- Given instruction
Show each line in the entries below that contains the string "green", treating uppercase and lowercase letters as different.

- Input data
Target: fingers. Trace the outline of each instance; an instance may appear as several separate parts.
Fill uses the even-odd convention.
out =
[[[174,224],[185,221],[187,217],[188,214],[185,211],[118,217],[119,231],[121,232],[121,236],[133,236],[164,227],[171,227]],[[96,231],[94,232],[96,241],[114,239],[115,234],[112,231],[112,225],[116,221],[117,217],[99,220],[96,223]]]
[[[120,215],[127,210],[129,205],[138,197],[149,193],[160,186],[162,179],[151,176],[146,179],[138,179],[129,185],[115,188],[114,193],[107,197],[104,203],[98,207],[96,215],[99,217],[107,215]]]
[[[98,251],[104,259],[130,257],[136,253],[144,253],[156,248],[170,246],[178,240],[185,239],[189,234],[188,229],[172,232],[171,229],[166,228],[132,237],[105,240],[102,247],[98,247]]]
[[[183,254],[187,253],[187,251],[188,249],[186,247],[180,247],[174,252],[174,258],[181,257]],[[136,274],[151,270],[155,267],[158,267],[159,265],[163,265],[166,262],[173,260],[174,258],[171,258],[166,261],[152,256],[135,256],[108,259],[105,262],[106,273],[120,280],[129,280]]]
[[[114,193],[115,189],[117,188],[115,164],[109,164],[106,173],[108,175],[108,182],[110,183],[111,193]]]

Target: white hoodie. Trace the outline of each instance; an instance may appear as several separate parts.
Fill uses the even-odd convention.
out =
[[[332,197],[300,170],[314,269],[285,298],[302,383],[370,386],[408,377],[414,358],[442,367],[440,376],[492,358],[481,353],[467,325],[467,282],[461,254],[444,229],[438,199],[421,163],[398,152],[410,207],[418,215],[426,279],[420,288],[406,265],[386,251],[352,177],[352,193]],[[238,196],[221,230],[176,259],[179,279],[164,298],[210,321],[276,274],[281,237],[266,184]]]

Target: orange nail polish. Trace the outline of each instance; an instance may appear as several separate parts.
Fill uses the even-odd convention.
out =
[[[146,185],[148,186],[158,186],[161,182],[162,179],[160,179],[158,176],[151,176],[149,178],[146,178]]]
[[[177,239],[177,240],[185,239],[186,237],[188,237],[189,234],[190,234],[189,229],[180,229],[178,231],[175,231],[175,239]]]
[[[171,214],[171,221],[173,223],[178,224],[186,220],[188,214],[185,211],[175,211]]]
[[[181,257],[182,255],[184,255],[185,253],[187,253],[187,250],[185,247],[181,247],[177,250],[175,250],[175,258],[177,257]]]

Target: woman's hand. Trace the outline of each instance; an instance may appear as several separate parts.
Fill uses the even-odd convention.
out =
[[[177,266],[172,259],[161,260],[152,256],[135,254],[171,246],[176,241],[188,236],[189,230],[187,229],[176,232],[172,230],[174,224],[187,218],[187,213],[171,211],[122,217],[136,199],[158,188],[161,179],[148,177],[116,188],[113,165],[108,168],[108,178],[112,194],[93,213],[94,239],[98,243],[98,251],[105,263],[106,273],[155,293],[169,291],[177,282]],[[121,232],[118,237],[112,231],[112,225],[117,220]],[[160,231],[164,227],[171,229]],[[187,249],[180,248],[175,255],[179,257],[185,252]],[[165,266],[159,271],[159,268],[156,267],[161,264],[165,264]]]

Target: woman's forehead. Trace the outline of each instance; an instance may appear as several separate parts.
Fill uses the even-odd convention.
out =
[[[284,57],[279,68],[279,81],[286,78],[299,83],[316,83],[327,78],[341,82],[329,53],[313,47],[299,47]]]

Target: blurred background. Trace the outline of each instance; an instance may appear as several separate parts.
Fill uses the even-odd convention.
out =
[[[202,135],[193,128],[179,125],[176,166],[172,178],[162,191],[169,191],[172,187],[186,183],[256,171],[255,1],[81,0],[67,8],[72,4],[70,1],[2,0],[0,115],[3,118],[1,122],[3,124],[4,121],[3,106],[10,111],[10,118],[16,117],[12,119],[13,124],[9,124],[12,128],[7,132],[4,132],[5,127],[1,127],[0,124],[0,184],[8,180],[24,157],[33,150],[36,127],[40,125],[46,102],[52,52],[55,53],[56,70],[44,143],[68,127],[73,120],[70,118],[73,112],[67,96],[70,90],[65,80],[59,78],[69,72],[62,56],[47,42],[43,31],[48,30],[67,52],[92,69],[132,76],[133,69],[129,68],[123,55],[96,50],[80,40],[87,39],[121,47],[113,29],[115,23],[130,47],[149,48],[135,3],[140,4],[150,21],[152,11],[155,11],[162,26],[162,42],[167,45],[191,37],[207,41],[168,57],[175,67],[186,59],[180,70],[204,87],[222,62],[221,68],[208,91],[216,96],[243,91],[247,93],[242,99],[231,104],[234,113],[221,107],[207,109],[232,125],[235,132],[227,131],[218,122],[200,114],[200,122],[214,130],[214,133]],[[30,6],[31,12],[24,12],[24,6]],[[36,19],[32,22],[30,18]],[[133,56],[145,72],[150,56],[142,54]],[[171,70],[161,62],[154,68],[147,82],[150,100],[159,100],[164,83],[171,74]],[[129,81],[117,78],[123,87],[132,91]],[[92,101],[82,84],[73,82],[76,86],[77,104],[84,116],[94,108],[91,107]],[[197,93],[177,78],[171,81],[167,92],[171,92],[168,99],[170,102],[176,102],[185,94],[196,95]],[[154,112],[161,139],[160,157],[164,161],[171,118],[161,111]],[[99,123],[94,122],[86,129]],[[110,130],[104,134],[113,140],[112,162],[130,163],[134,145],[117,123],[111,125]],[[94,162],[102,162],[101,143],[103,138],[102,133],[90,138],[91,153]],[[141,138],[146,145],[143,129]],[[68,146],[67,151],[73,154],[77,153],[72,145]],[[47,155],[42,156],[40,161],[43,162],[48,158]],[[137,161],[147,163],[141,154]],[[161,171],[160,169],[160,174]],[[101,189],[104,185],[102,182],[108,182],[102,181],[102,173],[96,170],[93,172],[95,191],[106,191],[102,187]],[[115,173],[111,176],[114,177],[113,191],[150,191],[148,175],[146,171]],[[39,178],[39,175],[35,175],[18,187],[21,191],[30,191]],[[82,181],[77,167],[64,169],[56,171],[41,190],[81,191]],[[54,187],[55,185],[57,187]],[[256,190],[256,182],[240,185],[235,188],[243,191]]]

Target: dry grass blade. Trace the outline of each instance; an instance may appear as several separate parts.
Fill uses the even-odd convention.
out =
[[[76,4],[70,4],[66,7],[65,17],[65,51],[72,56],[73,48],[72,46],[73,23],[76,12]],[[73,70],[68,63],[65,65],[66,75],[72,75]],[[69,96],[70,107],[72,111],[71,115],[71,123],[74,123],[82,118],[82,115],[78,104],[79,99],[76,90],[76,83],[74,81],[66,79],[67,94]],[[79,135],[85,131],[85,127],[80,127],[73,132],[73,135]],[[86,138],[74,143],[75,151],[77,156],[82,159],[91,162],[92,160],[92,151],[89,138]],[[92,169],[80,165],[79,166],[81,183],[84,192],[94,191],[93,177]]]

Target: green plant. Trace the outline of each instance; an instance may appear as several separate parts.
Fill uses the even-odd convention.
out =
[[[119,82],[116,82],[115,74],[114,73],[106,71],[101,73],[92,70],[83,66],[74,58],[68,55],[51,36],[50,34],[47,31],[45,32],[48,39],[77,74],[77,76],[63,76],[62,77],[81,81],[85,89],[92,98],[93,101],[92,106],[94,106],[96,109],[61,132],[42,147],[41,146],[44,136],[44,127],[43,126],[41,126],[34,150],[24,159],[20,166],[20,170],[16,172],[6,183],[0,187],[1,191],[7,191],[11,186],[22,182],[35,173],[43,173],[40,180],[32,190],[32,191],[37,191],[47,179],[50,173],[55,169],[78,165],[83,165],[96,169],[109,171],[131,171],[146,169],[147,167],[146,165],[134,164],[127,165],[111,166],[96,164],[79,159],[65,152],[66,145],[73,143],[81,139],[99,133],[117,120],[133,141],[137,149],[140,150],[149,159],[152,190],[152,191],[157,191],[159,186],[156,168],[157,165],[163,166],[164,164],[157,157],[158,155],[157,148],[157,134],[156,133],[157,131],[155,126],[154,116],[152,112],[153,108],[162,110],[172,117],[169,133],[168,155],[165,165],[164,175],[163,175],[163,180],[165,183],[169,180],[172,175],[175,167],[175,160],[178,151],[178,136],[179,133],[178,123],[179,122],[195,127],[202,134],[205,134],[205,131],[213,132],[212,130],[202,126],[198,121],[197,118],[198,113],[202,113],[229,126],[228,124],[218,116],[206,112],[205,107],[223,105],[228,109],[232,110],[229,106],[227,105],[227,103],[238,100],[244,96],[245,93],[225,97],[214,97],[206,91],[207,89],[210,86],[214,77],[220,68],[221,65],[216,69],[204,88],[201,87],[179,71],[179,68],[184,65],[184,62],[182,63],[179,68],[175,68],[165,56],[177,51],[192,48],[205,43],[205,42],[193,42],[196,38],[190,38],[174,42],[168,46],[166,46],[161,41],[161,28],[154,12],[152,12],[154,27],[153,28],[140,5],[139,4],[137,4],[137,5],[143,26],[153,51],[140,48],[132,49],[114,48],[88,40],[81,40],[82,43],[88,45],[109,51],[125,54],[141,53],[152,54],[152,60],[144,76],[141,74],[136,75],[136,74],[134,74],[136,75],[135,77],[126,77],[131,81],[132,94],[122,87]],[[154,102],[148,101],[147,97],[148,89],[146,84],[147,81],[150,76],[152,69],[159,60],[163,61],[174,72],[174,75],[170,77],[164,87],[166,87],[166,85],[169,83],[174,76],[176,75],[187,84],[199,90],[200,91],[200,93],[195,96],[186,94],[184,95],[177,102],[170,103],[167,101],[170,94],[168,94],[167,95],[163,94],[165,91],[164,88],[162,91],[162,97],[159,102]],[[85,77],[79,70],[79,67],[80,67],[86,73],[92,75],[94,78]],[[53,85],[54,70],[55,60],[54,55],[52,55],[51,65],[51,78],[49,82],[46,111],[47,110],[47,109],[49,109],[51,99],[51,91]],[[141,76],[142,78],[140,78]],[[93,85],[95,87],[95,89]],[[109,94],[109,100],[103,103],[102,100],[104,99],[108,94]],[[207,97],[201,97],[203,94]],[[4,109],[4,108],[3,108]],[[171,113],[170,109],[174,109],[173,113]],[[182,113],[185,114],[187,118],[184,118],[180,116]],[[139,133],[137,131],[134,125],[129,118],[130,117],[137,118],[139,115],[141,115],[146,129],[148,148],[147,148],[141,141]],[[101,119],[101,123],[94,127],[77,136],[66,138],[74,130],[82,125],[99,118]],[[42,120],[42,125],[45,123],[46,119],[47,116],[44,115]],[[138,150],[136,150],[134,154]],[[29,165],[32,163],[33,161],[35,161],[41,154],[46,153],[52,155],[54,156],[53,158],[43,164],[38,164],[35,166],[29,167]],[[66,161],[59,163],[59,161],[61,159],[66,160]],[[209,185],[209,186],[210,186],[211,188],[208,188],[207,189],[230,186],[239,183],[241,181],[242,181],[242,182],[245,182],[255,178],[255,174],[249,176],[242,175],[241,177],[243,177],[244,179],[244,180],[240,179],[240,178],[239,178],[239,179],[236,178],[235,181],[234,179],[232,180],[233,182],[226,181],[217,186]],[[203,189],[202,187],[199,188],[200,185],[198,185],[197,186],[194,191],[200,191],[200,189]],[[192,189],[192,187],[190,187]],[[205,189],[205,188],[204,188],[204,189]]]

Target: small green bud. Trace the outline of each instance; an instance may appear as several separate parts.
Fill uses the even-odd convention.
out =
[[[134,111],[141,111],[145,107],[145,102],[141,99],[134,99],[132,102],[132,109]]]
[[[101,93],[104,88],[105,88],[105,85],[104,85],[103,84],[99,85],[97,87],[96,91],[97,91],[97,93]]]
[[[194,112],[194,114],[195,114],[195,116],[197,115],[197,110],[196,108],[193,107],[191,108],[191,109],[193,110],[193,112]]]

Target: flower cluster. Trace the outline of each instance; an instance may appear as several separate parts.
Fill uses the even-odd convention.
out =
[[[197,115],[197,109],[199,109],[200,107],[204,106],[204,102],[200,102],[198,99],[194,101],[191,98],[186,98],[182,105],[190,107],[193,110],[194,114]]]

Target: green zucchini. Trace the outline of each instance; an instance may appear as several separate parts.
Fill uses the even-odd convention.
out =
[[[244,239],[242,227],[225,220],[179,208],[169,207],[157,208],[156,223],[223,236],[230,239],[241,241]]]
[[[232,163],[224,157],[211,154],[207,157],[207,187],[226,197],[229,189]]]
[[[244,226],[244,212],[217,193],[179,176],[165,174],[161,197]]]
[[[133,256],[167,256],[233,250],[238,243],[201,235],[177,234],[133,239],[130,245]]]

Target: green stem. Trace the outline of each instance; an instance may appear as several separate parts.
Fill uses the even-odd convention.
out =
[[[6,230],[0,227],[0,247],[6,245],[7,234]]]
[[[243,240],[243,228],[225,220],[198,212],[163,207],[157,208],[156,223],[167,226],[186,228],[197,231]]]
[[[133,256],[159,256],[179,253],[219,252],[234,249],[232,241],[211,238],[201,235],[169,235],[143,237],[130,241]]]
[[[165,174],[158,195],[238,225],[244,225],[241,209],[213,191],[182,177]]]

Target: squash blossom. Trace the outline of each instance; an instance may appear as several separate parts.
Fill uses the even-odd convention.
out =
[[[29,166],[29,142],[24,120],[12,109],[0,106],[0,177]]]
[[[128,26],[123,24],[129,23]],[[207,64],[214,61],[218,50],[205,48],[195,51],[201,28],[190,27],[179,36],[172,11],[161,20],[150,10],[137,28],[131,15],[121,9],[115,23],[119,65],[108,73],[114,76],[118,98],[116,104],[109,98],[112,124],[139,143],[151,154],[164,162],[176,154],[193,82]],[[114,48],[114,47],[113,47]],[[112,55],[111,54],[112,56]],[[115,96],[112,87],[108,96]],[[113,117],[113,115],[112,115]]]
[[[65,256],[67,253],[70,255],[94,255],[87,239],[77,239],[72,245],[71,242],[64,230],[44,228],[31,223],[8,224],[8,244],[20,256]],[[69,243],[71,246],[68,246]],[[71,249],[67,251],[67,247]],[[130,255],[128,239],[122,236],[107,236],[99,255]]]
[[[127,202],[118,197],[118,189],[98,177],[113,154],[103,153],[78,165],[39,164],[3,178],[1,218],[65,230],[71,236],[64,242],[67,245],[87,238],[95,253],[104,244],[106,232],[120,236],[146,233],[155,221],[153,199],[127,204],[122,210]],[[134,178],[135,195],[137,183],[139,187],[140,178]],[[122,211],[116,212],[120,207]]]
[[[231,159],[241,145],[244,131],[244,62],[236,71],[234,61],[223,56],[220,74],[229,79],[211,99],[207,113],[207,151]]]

- Solution
Target: green plant. Trace the outline of each instance; an instance may appear as several separate parts.
Target: small green bud. Trace the outline of each instance; an instance may appear as several separate parts.
Target: green zucchini. Trace the outline of each instance; an instance may appear as several separate parts.
Target: green stem. Trace the outline of each instance; an instance may appear as several separate parts.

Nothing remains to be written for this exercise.